RECORDS FOR THE EXERCISE -
[start]

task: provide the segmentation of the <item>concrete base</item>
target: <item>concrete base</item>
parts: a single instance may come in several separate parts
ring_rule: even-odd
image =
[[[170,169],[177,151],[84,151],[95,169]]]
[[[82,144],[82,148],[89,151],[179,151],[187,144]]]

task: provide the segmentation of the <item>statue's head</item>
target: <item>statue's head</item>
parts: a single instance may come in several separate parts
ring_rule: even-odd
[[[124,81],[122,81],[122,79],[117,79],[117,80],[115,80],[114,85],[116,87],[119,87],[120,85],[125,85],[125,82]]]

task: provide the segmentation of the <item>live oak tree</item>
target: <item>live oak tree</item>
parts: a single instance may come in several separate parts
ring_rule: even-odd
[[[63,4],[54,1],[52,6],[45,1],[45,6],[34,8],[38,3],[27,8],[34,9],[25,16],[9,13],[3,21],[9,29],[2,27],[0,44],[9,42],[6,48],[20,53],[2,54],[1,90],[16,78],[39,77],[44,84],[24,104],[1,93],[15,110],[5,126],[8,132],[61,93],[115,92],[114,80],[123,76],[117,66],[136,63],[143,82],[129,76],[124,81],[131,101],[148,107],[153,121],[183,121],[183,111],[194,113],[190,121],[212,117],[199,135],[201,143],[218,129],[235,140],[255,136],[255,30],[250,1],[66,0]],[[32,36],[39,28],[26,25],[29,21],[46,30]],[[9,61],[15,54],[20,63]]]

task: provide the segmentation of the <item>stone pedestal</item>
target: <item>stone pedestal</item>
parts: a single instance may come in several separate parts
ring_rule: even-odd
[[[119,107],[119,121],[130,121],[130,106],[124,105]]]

[end]

AIM OF THE TASK - Set out the lines from the one containing "task: provide the segmentation of the <item>stone" through the final line of the entries as a Markdown table with the columns Row and Line. Leave out blank lines.

WRITTEN SOLUTION -
| Row | Line |
|---|---|
| 1 | task: provide the segmentation of the <item>stone pedestal</item> |
| 2 | target: <item>stone pedestal</item> |
| 3 | parts: a single instance may come in several separate parts |
| 4 | ring_rule: even-odd |
| 5 | [[[119,107],[119,121],[130,121],[130,106],[124,105]]] |